Wiretapping is unlawful in Oklahoma. Title 21 O.S.1971, § 1757, provides that any person who “fraudulently or without legal authority, intercepts any message, communication or conversation in its passage over such [telephone or telegraph] wires, ...” is guilty of a misdemeanor. Although the phrase “without legal authority” seems to imply that wiretapping would be permissible under certain circumstances, there are no statutes providing for the granting of legal authority. The appellant does not challenge the legality of the wiretapping in Virginia; 2 he argues that the wiretapping evidence would have been inadmissible had it been obtained in Oklahoma, and that therefore it should be inadmissible without regard to where it was obtained.

The case cited by the appellant for this argument, Elkins v. United States, 364 U.S. 206, 80 S.Ct. 1437, 4 L.Ed.2d 1669 (1960), is not in point. In Elkins the United States Supreme Court held that evidence obtained by state officers could not be admitted in federal court. But in Elkins the state officers obtained the evidence unlawfully, while in the present case the Virginia officers were in full compliance with Virginia law when they made the recordings. The Oklahoma statute prohibits wiretaps made “without legal authority,” and the Virginia taps were authorized. Compare Commonwealth v. Bennett, 245 Pa.Super. 457, 369 A.2d 493 (1976), in which wiretap evidence lawfully obtained in New Jersey was admitted in a Pennsylvania state court, even though the evidence could not have been lawfully obtained in Pennsylvania.

Records from a data collection

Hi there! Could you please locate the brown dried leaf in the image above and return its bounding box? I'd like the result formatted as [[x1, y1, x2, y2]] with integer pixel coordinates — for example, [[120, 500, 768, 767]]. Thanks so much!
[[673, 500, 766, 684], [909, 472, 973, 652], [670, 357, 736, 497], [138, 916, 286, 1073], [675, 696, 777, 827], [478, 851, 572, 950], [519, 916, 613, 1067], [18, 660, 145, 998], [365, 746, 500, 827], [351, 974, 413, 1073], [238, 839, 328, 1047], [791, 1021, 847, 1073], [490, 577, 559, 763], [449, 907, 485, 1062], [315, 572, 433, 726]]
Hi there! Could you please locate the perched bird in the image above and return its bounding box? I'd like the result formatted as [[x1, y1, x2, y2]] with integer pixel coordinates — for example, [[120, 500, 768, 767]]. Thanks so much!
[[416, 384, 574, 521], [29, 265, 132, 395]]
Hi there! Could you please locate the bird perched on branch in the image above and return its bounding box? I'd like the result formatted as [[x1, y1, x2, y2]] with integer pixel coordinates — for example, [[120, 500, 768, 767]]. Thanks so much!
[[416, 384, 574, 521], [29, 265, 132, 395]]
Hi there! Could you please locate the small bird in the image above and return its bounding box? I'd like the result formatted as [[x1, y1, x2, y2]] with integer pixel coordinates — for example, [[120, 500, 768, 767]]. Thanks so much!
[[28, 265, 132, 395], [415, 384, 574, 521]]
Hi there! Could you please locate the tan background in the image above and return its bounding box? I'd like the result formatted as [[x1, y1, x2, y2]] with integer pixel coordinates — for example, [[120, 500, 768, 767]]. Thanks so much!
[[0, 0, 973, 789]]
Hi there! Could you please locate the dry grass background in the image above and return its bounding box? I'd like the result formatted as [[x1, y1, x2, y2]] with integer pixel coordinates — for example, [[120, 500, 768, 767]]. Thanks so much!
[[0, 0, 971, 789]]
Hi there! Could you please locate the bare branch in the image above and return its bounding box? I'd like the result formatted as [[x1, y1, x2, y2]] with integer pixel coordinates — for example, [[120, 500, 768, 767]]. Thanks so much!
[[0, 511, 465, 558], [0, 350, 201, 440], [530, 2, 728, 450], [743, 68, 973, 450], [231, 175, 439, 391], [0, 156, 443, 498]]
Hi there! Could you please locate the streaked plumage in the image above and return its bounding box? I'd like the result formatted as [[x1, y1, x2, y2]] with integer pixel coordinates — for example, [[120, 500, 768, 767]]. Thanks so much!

[Parts of the exercise]
1 - List every U.S. state named in the wiretapping opinion.
2 - Extract the rows word for word, everything from the first row down to the row containing "156, 443, 498]]", with both of those included.
The wiretapping opinion and the rows are unrelated to each other.

[Expected responses]
1 - Oklahoma, Virginia, New Jersey, Pennsylvania

2 -
Hi there! Could you please locate the brown dried leaf in the image above and return its bounding box? I'd like the result formatted as [[x1, y1, x2, y2]] with integer pixel coordinates — for example, [[120, 500, 768, 767]]. Thanks so much!
[[673, 500, 766, 684], [909, 472, 973, 652], [670, 357, 736, 497], [138, 916, 286, 1073], [675, 696, 777, 827], [478, 851, 572, 950], [519, 916, 613, 1067], [18, 660, 145, 998], [365, 746, 500, 827], [351, 974, 413, 1073], [238, 839, 328, 1047], [791, 1021, 847, 1073], [490, 577, 559, 763], [449, 907, 485, 1062], [315, 572, 433, 726]]
Hi there! Could you please locate the perched bird in the image above and return its bounding box? I'd like the result formatted as [[x1, y1, x2, y2]] with integer pixel coordinates — for example, [[120, 500, 768, 767]]. Thanks so much!
[[416, 384, 574, 521], [29, 265, 132, 395]]
Hi there! Could you please locate the bird perched on branch in the image above and return its bounding box? I'd like the result formatted as [[x1, y1, x2, y2]] with integer pixel coordinates — for example, [[120, 500, 768, 767]]. Thanks so much!
[[416, 384, 574, 521], [29, 265, 132, 395]]
Hi there! Could you please locate the small bird in the image above and return its bounding box? I'd like the result formatted as [[x1, y1, x2, y2]] with integer pixel coordinates — for example, [[120, 500, 768, 767]]. Thanks so much!
[[28, 265, 132, 395], [415, 384, 574, 521]]
Hi there! Could you please locate the tan background in the image above and return its bounding box? I'd like the result formatted as [[x1, y1, x2, y2]] with integer pixel coordinates — for example, [[120, 500, 768, 767]]. Thanks so much!
[[0, 0, 973, 789]]
Hi there! Could you please locate the dry grass background in the image above and return its bounding box? I'd like the result formatted as [[x1, y1, x2, y2]] with integer pixel coordinates — for example, [[120, 500, 768, 767]]. Thanks so much!
[[0, 0, 971, 789]]
Hi there! Could you please locate the bare branch in the image above and return its bounding box? I'd like the result formatted as [[x1, y1, x2, y2]] with integer pixel coordinates — for example, [[120, 500, 768, 767]]. Thanks so much!
[[0, 511, 465, 558], [0, 350, 201, 440], [530, 2, 728, 450], [743, 68, 973, 450], [231, 175, 439, 391], [0, 156, 443, 498]]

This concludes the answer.